#### [Provided records]

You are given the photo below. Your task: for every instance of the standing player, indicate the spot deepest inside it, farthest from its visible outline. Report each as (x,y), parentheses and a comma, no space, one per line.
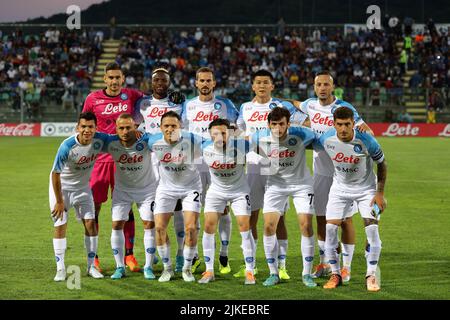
(198,113)
(225,158)
(107,105)
(179,180)
(135,182)
(252,118)
(149,111)
(69,187)
(352,154)
(289,176)
(320,112)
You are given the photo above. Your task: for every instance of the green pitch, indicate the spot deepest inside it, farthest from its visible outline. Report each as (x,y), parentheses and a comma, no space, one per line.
(414,262)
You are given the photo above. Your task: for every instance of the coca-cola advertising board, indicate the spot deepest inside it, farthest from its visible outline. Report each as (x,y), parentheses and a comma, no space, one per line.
(58,129)
(20,129)
(411,129)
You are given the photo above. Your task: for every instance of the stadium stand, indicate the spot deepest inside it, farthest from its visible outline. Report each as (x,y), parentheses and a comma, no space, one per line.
(383,71)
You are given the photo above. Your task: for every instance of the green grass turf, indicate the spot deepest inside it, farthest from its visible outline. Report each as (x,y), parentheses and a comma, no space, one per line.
(414,262)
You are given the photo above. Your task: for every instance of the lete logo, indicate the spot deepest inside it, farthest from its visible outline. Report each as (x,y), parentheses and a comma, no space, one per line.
(110,108)
(340,157)
(445,132)
(396,129)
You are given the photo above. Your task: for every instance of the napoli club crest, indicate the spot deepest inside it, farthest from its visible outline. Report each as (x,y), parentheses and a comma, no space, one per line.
(139,147)
(357,148)
(97,145)
(292,141)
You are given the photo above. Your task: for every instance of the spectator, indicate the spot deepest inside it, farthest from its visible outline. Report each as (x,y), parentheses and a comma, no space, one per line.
(404,116)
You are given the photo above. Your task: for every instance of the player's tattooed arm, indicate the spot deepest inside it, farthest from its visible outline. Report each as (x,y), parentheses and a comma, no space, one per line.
(365,128)
(58,210)
(382,175)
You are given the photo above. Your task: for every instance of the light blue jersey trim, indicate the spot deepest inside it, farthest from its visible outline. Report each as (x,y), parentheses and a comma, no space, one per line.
(63,154)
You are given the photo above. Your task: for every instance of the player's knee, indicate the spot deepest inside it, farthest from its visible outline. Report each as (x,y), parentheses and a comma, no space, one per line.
(190,231)
(161,231)
(90,227)
(368,222)
(148,224)
(270,228)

#### [Problem to solve]
Copy the lines again, requests included, beginning with the line containing "the player's tattooed" and continuing through the end of the rows. Scale each coordinate in the answers by 2.6 and round it to a whole number, rounding halves up.

#### [Output below]
You are given the photo above. Your task: for every instance of the player's tattooed arm, indicate the spot deepest inside it, farthest from its visible outline. Report each as (x,y), parentheses and a comma, no space, one per line.
(949,333)
(151,546)
(993,455)
You are given the photo above. Your task: for every instance of the light blue jersey trim, indicate the spot deepest inside it, farthest from its visible outline. Report each as (x,y), parentheses and a comma, no space, one per line.
(164,400)
You are given the photo above. Your task: for every instance of the player's knee, indicate the spot deepest inside it, farthest from its visible outline. Report each as (x,y), parentheses and a comma, no space, one per line.
(494,601)
(419,601)
(234,590)
(957,577)
(385,582)
(702,593)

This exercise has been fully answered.